- Trecho selecionado -
::::::::
Daniel Machado

Daniel Lopes Machado, 46 anos, é empresário e consultor em sistemas de informação. Considera os versos da sexta estrofe do hino atleticano, escritos por um ex-jogador, imortalizado em uma espontânea demonstração de amor ao clube, a mais bela poesia de todos os tempos: "A tradição, vigor sem jaça... Nos legou o sangue forte... Rubro-negro é quem tem raça... E não teme a própria morte!" Foi colunista da Furacao.com entre 2008 e 2010.

 

 

Padre, eu pequei

18/12/2009


Já deixei bem clara minha lhana opinião sobre a politicagem em que se transformou o futebol brasileiro. Falei da postura da diretoria, sobre reforços e expectativas para 2010. Àqueles que se dão por satisfeitos com meias palavras, ofereci também a minha versão de uma biografia verde.

Hoje, preciso confessar. Sinto uma traiçoeira, irresistível vontade de falar um pouco mais sobre o rebaixamento centenário. Só mais hoje, prometo. Semana que vem, venho para desejar Feliz Natal.

Alguns acham que é mais prudente ocupar-se com o próprio umbigo. Por que olhamos tanto para o terreno do vizinho, se temos uma casa para arrumar? Veja o que escreveu meu amigo colunista: 'Enquanto nos preocupamos com a agonia dos outros, deixamos para trás nossas dificuldades.' Perfeito, preciso, brilhante.

Perdoe-me, Abud, mas eu não consigo. Recentemente, sei que você ganhou, em importante sorteio, a camisa atleticana do Liga Retrô. Por favor, desculpe-me, ou eu conto para todo mundo que foi chuncho.

Enfim, outro colega acredita que devemos analisar friamente os acontecimentos. Os coxas são culpados, segundo ele. Devem pagar pela baderna promovida, porém dentro dos limites da lei: 'Não, não achei justa a punição. Não, não achei certo pegarem um clube com pouca ou nenhuma representatividade política para servir de exemplo.' Primoroso, distinto, notável.

Perdoe-me, Juarez, mas nada, além disso, passa na minha cabeça: 'Bem feito, bem feito, bem feito.' Por favor, desculpe-me, ou eu coloco água no chope da sua festa de aniversário. Eu conheço o dono do bar.

Bem feito, bem feito, bem feito.

Definitivamente, o Papai Noel não se orgulharia de mim. Não consigo ser politicamente correto em um momento como este.

Minha bisavó, mãe da mãe da minha mãe, era uma italiana tempestuosa. Dizia: 'Aqui se faz, aqui se paga.'

Outra bisavó, mãe da mãe do meu pai, insistia que o dom da sentença cabe a poucos mortais (quem sabe, a um único imortal), todos muito atarefados: 'A justiça tarda, mas não falha.'

Outra, esta a mãe do pai da minha mãe, sutilmente perversa, ensinava: 'Quien siembra vientos, recoge tempestades.' (Ela veio do Uruguai.)
::::::::
- Linhas de um conjunto de dados de apontamento -
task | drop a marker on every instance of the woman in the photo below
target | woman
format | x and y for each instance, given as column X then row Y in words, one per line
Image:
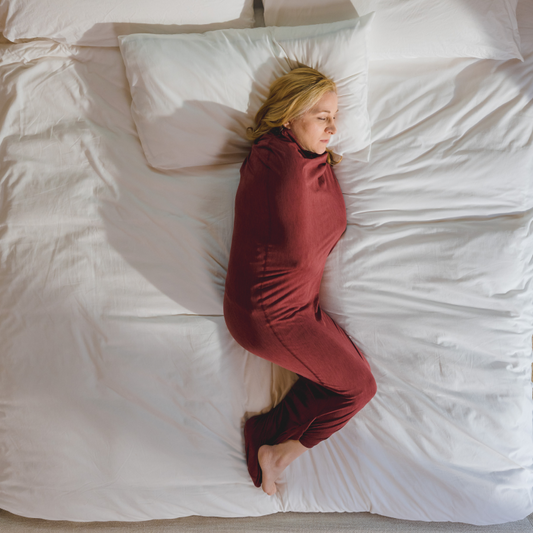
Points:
column 289, row 214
::::::::
- Tarefas propostas -
- 1) Diga se cada afirmação concorda com a crônica, respondendo sim ou não e citando literalmente as palavras que decidem: (a) o autor foi colunista da Furacao.com entre 2008 e 2010; (b) o autor promete voltar na semana seguinte para desejar Feliz Natal; (c) a bisavó que dizia "Aqui se faz, aqui se paga" veio do Uruguai.
- 2) Copie da crônica, sem nenhuma alteração, o trecho entre "Enfim, outro colega" e "Primoroso, distinto, notável.", inclusive.
- 3) Segundo a crônica, que camisa Abud ganhou em sorteio?

- Respostas -
- 1)
(a) Sim: "Foi colunista da Furacao.com entre 2008 e 2010."
(b) Sim: "Semana que vem, venho para desejar Feliz Natal."
(c) Não: "Minha bisavó, mãe da mãe da minha mãe, era uma italiana tempestuosa."

- 2)
Enfim, outro colega acredita que devemos analisar friamente os acontecimentos. Os coxas são culpados, segundo ele. Devem pagar pela baderna promovida, porém dentro dos limites da lei: 'Não, não achei justa a punição. Não, não achei certo pegarem um clube com pouca ou nenhuma representatividade política para servir de exemplo.' Primoroso, distinto, notável.

- 3) A camisa atleticana do Liga Retrô.